(Stored items)
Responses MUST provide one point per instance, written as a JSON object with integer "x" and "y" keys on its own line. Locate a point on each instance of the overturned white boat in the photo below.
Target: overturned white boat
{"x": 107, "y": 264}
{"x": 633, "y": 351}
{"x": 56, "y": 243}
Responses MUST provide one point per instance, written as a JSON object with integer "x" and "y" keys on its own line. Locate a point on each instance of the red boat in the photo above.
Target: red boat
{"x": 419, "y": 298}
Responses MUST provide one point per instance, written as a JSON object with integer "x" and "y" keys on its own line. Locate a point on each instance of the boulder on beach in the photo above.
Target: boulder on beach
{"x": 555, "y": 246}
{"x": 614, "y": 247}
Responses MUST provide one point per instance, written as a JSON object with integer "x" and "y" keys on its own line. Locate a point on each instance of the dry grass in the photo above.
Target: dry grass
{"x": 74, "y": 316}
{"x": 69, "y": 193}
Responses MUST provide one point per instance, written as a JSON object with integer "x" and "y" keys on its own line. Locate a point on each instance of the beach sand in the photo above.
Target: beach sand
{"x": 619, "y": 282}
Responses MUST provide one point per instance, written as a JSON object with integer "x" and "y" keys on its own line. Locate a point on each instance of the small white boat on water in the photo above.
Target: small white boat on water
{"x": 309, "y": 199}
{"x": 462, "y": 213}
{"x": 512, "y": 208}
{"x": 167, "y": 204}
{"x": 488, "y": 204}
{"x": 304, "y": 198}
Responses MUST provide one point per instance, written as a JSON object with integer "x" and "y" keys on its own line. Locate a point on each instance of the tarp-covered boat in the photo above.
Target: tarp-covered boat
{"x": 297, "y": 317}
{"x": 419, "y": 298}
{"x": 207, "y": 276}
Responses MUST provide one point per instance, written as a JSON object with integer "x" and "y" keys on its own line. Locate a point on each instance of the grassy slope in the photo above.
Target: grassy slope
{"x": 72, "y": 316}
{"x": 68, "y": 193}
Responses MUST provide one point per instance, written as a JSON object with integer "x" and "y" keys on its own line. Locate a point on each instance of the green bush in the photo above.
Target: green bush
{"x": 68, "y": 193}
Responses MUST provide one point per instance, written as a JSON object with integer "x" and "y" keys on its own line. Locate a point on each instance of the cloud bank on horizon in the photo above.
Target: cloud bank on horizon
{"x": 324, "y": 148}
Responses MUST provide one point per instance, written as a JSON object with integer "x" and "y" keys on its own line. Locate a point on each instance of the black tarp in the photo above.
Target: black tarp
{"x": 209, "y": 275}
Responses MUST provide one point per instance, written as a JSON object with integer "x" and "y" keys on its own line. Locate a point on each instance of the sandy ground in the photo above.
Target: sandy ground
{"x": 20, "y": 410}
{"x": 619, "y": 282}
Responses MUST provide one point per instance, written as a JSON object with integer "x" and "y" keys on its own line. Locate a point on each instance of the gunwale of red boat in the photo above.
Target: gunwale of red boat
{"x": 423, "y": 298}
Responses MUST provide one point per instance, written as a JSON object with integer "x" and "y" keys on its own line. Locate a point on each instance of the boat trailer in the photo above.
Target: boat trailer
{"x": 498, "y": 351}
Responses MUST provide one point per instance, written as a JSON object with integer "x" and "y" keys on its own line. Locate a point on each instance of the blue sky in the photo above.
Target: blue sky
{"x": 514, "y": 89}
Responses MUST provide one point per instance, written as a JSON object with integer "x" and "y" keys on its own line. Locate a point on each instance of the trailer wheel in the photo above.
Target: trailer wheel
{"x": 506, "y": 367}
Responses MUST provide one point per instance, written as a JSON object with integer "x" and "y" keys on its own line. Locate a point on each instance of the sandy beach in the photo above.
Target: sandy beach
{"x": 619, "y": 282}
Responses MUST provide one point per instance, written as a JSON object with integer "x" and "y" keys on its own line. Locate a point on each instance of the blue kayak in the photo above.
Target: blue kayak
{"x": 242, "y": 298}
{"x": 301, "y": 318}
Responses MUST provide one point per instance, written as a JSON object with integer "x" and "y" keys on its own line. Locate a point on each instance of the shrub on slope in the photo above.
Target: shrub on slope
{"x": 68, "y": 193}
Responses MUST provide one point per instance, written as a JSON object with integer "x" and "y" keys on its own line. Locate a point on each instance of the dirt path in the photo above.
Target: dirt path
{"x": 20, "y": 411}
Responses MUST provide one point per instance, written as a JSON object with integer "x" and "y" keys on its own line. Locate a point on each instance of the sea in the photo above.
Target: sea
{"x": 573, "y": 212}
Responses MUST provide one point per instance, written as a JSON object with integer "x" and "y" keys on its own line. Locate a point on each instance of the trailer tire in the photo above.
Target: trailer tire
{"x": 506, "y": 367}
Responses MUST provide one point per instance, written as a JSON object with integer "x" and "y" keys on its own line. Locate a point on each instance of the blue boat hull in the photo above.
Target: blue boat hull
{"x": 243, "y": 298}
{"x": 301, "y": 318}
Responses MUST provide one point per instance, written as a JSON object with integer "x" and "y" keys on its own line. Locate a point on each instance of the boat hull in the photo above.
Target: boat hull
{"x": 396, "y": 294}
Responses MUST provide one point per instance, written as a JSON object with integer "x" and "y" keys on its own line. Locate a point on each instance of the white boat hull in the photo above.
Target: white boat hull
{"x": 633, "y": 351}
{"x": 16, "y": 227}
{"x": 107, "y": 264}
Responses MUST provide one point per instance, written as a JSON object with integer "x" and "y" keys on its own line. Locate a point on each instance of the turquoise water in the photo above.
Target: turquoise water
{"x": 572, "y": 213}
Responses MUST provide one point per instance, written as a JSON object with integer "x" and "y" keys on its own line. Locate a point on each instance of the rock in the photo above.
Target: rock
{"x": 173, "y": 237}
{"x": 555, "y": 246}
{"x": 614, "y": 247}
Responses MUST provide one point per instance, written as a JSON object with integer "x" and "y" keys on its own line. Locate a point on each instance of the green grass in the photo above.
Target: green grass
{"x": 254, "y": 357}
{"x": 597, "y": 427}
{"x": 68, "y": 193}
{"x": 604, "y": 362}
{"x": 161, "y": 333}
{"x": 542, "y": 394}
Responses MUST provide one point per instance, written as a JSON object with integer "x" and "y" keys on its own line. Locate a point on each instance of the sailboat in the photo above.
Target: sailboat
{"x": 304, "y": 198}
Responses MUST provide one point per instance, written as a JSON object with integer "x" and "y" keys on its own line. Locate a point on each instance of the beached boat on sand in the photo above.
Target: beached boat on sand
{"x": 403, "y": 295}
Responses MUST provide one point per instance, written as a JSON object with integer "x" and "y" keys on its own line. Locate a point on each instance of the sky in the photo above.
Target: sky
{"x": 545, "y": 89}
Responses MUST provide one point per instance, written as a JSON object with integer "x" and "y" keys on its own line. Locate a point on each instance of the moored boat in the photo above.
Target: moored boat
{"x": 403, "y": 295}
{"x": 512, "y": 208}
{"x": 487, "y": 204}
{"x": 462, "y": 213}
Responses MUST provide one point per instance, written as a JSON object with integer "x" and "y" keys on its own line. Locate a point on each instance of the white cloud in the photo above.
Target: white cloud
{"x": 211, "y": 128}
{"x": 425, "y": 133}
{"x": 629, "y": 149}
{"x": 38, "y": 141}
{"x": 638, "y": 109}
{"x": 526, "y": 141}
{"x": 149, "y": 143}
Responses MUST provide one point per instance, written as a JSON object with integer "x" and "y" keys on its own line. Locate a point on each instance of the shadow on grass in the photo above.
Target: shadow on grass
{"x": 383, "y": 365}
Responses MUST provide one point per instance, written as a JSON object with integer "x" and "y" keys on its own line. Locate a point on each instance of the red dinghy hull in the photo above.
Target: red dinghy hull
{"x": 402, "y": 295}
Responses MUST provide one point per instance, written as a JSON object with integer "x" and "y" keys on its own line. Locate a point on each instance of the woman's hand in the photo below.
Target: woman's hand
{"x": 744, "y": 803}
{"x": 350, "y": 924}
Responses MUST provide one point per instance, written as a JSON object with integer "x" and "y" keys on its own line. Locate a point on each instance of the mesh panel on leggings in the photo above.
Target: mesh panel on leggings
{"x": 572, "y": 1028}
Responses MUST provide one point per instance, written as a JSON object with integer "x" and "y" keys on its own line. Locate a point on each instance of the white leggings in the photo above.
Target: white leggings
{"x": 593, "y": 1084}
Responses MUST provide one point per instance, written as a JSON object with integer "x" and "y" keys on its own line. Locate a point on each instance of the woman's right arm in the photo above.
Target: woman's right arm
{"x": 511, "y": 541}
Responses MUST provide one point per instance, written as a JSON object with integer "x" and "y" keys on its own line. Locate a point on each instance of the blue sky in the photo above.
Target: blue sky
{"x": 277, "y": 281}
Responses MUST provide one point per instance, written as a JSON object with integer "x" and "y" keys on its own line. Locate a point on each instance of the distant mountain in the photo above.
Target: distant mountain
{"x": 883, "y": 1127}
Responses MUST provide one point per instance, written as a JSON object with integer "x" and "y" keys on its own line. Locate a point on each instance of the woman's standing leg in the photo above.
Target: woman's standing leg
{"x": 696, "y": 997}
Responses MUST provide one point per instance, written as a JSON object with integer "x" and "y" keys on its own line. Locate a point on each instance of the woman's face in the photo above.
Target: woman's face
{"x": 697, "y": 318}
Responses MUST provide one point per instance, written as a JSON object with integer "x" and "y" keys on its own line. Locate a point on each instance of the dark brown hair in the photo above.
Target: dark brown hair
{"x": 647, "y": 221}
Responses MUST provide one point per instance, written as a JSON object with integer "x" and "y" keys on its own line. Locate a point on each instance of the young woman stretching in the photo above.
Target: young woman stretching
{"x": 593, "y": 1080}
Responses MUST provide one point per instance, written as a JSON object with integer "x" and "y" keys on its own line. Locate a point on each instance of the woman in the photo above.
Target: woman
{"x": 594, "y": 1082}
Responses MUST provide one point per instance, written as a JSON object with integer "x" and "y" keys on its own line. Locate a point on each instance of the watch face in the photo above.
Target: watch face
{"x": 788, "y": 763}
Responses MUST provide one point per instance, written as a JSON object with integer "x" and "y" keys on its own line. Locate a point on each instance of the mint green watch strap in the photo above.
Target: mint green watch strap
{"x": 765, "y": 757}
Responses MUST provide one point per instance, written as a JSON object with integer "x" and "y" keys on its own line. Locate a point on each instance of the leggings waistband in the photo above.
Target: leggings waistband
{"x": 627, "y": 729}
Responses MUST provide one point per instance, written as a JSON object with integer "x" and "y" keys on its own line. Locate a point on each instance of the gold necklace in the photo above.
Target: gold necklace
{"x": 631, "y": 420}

● YOUR OBJECTIVE: All lines with the word "below" need to be copied from the data above.

● WRITTEN REPLY:
Responses MUST provide one point per instance, written as a JSON object with integer "x" and "y" keys on its own line. Locate a point on each instance of the overturned white boat in the photo below.
Responses MUST provide one point per instance, written as a JSON object with integer "x" and "y" keys on its own line. Locate a point on each instance of the woman's hand in the photo below.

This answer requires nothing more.